**DOCUMENT PASSAGE:**

Military Romance Scams

CID ADVISES VIGILANCE AGAINST INTERNET ‘ROMANCE SCAMS’
By U.S. Army CID Public Affairs Office January 18, 2017

WASHINGTON — In today’s digital age, when most individuals communicate regularly with family and friends over social media platforms, one should always be awarethat online predators and scammers are lurking on those same platforms, actively stalking their next unsuspecting victims.

Now that the holidays are over and Valentine’s Day is fast approaching, Special Agents with the U.S. Army Criminal Investigation Command, also known as CID, are anticipating a different type of holiday frenzy — an increase in “romance scam” reports.

The scam involves an online scammer tricking a victim into believing he or she is “in a relationship” with an American Soldier and then hustling the victim out of his or her money.

“These perpetrators are definitely not American Soldiers, but they are quite familiar with American culture,” said Chris Grey, Army CID spokesperson. “The criminals, often from other countries, most notably from West African countries, are pretending to be U.S. Soldiers routinely serving in a combat zone or other overseas location.

According to Grey, perpetrators take on the online persona of a U.S. Soldier, marry the persona with photographs of a Soldier off the Internet, and then begin prowling the web for victims. The Soldier’s rank and other details are often included in an effort to lend credence to the scammer’s story.

The Army reports that several senior officers and enlisted Soldiers throughout the Army have also had their identities stolen and used in these scams.

To date, Army CID has received no reports indicating a Soldier has been criminally involved or suffered financial loss as a result of these attacks. But victims of these scams have reported losing thousands of dollars.

One victim went so far as to refinance her house to help out her new online beau. In the end, she lost more than $70,000.

**MATERIAL SUPPLIED:**

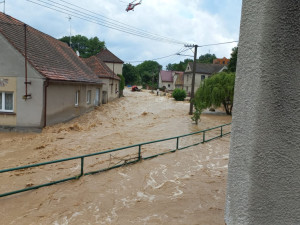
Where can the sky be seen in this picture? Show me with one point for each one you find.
(198, 22)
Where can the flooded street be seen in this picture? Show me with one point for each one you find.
(184, 187)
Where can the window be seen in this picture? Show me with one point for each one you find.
(77, 98)
(89, 97)
(6, 102)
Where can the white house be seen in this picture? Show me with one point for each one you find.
(111, 81)
(42, 80)
(203, 71)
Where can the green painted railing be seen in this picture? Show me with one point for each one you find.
(126, 162)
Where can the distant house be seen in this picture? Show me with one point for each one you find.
(170, 79)
(166, 80)
(203, 71)
(42, 80)
(223, 61)
(112, 61)
(111, 81)
(178, 79)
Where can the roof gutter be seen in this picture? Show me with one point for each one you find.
(26, 96)
(46, 84)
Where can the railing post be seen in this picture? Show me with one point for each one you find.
(82, 164)
(140, 157)
(222, 131)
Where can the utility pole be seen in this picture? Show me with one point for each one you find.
(193, 79)
(3, 6)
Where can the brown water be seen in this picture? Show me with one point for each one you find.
(185, 187)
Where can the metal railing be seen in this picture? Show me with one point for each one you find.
(125, 161)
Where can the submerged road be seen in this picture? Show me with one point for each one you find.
(185, 187)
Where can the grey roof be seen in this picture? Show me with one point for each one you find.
(206, 68)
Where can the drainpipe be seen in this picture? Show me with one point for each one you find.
(46, 84)
(26, 96)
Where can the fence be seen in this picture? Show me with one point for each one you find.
(126, 159)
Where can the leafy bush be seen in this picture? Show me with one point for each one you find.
(199, 107)
(179, 94)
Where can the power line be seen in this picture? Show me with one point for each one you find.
(112, 25)
(126, 25)
(163, 57)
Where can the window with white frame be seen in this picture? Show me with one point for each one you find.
(89, 97)
(6, 102)
(77, 98)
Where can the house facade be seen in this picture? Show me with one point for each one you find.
(112, 61)
(166, 80)
(222, 61)
(178, 79)
(202, 72)
(111, 81)
(42, 80)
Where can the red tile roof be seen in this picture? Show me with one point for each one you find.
(166, 76)
(100, 68)
(107, 56)
(50, 57)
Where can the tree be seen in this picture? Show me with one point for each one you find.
(233, 60)
(207, 58)
(130, 74)
(216, 91)
(86, 47)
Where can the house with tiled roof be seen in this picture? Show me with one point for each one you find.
(202, 72)
(178, 79)
(170, 80)
(111, 60)
(42, 80)
(110, 90)
(165, 80)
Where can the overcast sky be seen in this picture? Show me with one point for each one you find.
(195, 21)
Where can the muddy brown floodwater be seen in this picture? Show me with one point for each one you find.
(184, 187)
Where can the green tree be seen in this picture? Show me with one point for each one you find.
(86, 47)
(207, 58)
(130, 74)
(233, 60)
(216, 91)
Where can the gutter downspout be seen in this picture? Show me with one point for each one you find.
(46, 85)
(26, 96)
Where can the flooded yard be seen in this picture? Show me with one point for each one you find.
(184, 187)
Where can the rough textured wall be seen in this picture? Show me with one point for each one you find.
(264, 165)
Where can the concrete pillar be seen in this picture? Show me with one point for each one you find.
(264, 162)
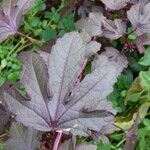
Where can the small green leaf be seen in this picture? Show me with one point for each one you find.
(132, 37)
(145, 80)
(2, 81)
(14, 76)
(145, 61)
(48, 34)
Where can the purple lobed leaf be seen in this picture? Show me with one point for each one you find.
(113, 29)
(11, 13)
(57, 102)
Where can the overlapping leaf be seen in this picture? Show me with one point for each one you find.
(22, 138)
(139, 16)
(142, 41)
(115, 4)
(114, 29)
(4, 113)
(11, 13)
(57, 102)
(91, 24)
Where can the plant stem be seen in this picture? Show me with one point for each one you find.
(83, 68)
(121, 142)
(57, 140)
(14, 48)
(22, 47)
(28, 37)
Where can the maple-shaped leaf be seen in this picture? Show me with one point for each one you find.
(115, 4)
(139, 16)
(22, 138)
(113, 29)
(11, 13)
(58, 102)
(91, 24)
(142, 41)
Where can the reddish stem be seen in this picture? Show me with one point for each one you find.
(83, 68)
(57, 140)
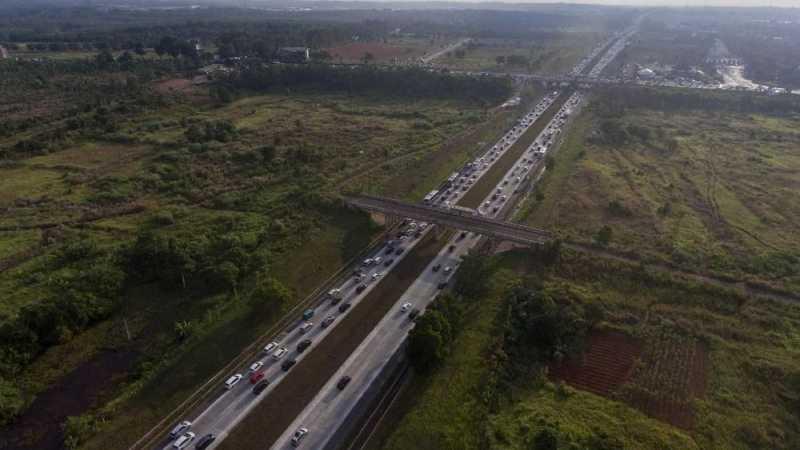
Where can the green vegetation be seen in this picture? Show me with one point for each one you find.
(548, 54)
(680, 181)
(751, 391)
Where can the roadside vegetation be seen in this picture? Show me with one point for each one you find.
(699, 181)
(500, 384)
(154, 226)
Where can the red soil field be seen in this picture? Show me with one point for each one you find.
(606, 364)
(660, 376)
(382, 52)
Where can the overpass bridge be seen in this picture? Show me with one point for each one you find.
(452, 218)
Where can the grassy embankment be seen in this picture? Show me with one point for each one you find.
(752, 376)
(707, 191)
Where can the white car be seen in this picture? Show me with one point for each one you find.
(179, 428)
(270, 347)
(305, 327)
(184, 440)
(298, 436)
(280, 353)
(231, 382)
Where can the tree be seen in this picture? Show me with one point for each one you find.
(545, 439)
(429, 341)
(603, 236)
(104, 59)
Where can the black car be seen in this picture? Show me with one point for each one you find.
(303, 345)
(206, 440)
(258, 388)
(343, 382)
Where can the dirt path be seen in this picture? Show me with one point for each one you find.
(741, 286)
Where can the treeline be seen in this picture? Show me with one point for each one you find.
(614, 101)
(396, 82)
(85, 284)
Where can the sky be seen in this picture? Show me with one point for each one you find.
(679, 3)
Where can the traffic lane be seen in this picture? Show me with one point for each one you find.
(271, 416)
(231, 404)
(327, 412)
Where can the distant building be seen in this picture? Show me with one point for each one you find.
(293, 55)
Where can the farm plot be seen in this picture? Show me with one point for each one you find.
(659, 374)
(606, 365)
(668, 376)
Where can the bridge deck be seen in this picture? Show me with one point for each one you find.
(453, 218)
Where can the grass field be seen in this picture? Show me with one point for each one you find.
(752, 373)
(703, 190)
(326, 141)
(547, 57)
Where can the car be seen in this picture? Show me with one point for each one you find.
(304, 328)
(184, 441)
(280, 353)
(343, 382)
(270, 347)
(298, 436)
(231, 382)
(288, 364)
(259, 388)
(205, 441)
(179, 428)
(303, 345)
(255, 377)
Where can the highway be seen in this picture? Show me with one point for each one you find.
(331, 407)
(231, 406)
(326, 411)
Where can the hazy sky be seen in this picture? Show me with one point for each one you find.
(681, 3)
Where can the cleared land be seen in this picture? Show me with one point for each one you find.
(550, 56)
(751, 369)
(146, 176)
(708, 191)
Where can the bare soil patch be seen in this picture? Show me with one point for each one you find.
(40, 428)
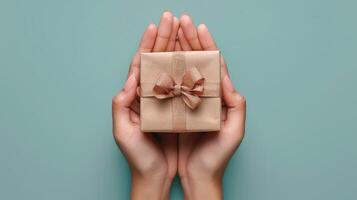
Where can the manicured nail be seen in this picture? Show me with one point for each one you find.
(228, 84)
(130, 83)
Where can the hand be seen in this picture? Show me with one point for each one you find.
(202, 158)
(152, 158)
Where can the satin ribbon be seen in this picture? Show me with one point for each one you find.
(190, 89)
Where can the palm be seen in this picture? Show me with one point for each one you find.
(160, 150)
(205, 154)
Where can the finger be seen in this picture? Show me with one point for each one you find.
(164, 31)
(183, 41)
(208, 44)
(205, 38)
(146, 44)
(187, 143)
(169, 146)
(236, 108)
(190, 32)
(172, 40)
(178, 46)
(122, 101)
(135, 106)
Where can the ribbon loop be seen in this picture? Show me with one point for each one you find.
(190, 89)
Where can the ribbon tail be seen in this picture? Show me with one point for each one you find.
(192, 101)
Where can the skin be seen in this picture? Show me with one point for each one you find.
(198, 158)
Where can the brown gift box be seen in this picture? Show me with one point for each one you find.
(180, 91)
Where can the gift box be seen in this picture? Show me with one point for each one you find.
(180, 91)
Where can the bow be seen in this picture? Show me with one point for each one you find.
(190, 89)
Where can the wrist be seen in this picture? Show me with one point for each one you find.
(202, 188)
(150, 187)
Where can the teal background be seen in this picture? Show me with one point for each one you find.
(62, 61)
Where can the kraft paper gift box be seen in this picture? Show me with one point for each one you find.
(180, 91)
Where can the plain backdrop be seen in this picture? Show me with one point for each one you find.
(61, 61)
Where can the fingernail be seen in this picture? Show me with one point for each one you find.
(228, 84)
(130, 83)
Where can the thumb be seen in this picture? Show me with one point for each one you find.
(236, 106)
(123, 100)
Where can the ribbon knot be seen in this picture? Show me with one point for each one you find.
(190, 89)
(177, 90)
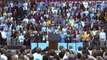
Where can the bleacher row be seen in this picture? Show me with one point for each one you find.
(65, 45)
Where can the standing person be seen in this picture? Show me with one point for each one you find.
(102, 38)
(21, 39)
(62, 36)
(4, 37)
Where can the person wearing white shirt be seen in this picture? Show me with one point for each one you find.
(21, 39)
(26, 20)
(25, 6)
(102, 38)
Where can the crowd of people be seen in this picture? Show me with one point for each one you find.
(85, 53)
(24, 22)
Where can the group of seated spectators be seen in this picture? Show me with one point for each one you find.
(74, 21)
(85, 53)
(26, 22)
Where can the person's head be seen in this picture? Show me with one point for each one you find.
(61, 47)
(30, 56)
(52, 52)
(38, 50)
(45, 57)
(70, 47)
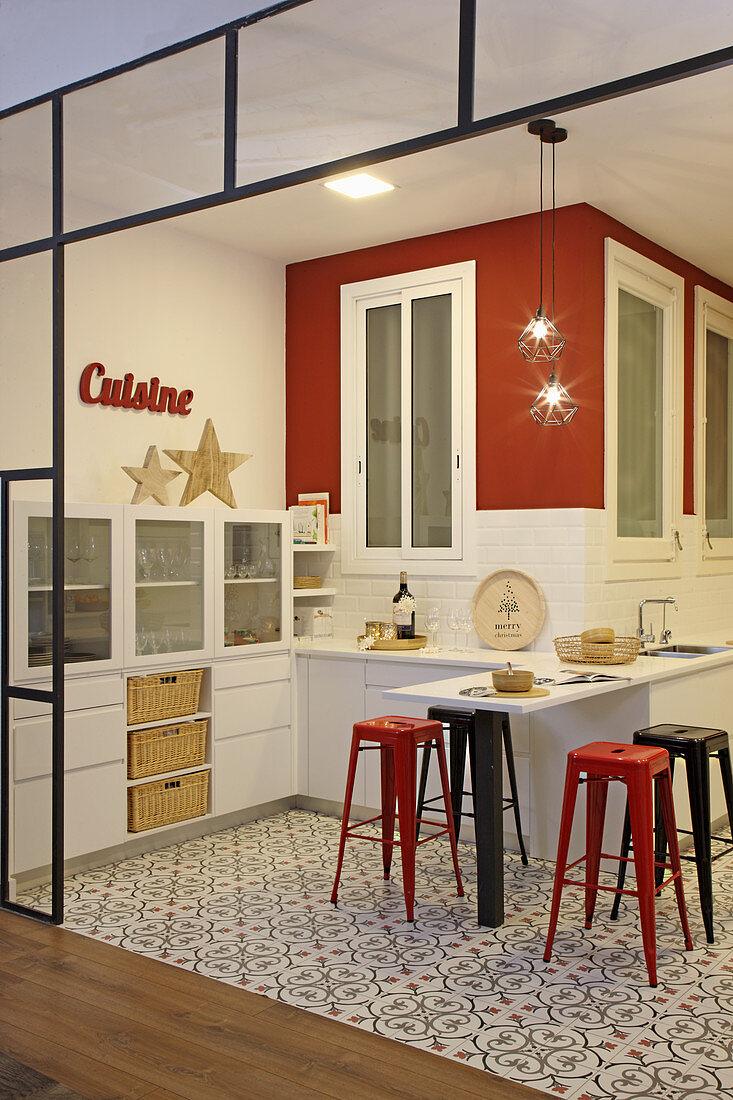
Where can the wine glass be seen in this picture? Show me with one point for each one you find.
(433, 625)
(466, 624)
(455, 625)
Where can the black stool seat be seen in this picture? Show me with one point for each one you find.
(697, 746)
(461, 728)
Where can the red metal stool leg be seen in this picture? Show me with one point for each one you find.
(386, 755)
(670, 828)
(405, 761)
(598, 792)
(446, 798)
(564, 843)
(353, 756)
(641, 810)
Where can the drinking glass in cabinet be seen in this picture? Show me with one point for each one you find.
(252, 570)
(168, 586)
(87, 615)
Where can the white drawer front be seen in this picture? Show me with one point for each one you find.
(78, 695)
(91, 737)
(253, 670)
(252, 770)
(247, 710)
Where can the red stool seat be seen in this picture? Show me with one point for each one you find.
(638, 767)
(397, 740)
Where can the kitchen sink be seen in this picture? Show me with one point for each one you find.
(684, 650)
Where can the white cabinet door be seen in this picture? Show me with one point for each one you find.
(95, 815)
(336, 701)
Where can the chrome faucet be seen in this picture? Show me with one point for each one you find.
(666, 633)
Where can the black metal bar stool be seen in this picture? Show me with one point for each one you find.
(697, 746)
(462, 735)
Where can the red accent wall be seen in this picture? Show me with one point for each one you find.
(520, 464)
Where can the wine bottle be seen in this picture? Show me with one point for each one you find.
(403, 618)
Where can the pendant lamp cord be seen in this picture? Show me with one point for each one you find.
(540, 221)
(553, 232)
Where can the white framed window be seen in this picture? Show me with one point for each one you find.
(713, 430)
(644, 364)
(407, 422)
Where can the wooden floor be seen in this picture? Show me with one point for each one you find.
(108, 1023)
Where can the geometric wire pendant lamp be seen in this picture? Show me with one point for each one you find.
(540, 341)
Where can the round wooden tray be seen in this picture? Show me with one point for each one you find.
(419, 641)
(507, 609)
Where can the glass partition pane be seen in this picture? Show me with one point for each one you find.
(639, 418)
(719, 437)
(148, 139)
(253, 583)
(25, 167)
(87, 623)
(431, 421)
(338, 77)
(383, 432)
(26, 359)
(168, 586)
(527, 52)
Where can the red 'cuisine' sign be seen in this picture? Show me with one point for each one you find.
(126, 394)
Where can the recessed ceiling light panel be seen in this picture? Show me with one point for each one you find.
(359, 186)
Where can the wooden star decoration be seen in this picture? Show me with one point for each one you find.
(152, 479)
(208, 468)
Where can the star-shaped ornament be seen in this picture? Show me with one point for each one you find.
(208, 468)
(151, 477)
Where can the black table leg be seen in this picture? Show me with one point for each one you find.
(488, 810)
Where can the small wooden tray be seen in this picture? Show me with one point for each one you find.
(419, 641)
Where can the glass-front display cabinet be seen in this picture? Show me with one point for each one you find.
(168, 556)
(253, 582)
(93, 589)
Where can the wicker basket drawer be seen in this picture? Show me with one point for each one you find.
(163, 695)
(166, 748)
(166, 801)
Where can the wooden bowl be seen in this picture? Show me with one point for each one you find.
(520, 680)
(599, 636)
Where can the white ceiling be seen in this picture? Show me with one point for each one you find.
(660, 162)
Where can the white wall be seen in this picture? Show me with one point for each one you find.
(45, 44)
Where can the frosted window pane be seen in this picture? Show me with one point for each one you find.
(639, 418)
(383, 431)
(25, 176)
(150, 138)
(719, 364)
(338, 77)
(431, 421)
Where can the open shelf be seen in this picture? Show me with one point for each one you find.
(305, 593)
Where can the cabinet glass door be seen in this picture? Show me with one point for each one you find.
(87, 587)
(168, 586)
(253, 583)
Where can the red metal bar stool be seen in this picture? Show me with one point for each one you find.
(638, 768)
(397, 740)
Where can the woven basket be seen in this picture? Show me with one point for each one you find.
(621, 651)
(167, 801)
(164, 695)
(166, 748)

**AIM OF THE EXERCISE:**
Continue the Army CID article on military romance scams, starting after its final sentence about the victim who lost more than $70,000.

**ANSWER FOR THE TASK:**
According to romancescam.org, the scammers set up fake social media accounts and dating site profiles with pictures suggesting that they are from the U.S. The scammers portray themselves as caring and loving individuals looking for a soul mate.

Once the victim is on the hook, the scammer attempts to persuade the victim to provide financial support to deal with a crisis or on some other pretext.

Scammers will communicate carefully worded romantic requests for money to purchase computers, international telephones, or pay transportation fees — always to be used by the fictitious “deployed Soldier” so the relationship can continue.

They ask the victim to send money, often thousands of dollars at a time, to a third party address.

Grey said he gets calls every week from victims of these kinds of scams.

“It is very troubling to hear these stories over and over again of people who have sent thousands of dollars to someone they have never met,” Grey said. “We cannot stress enough that people need to stop sending money to persons they meet on the Internet and claim to be in the U.S. military.”

Along with the romance-type scams, CID has also received complaints from citizens worldwide that they have been the victims of other types of scams in which a cyber-crook impersonates a U.S. service member.

One version usually involves the sale of a vehicle; where the service member claims to be moving overseas and has to quickly sell their vehicle because they are being sent to another duty station.

After sending bogus information regarding the vehicle, the seller requests the buyer do a wire transfer to a third party to complete the purchase. In reality, the entire exchange is a ruse for the crook to get the wire transfer and leave the buyer high and dry, with no vehicle.

“Another critical issue is we don’t want victims walking away and thinking that a U.S. Soldier has ripped them off when in fact that Soldier is honorably serving his or her country and often not even aware that his pictures or identity have been stolen,” Grey said.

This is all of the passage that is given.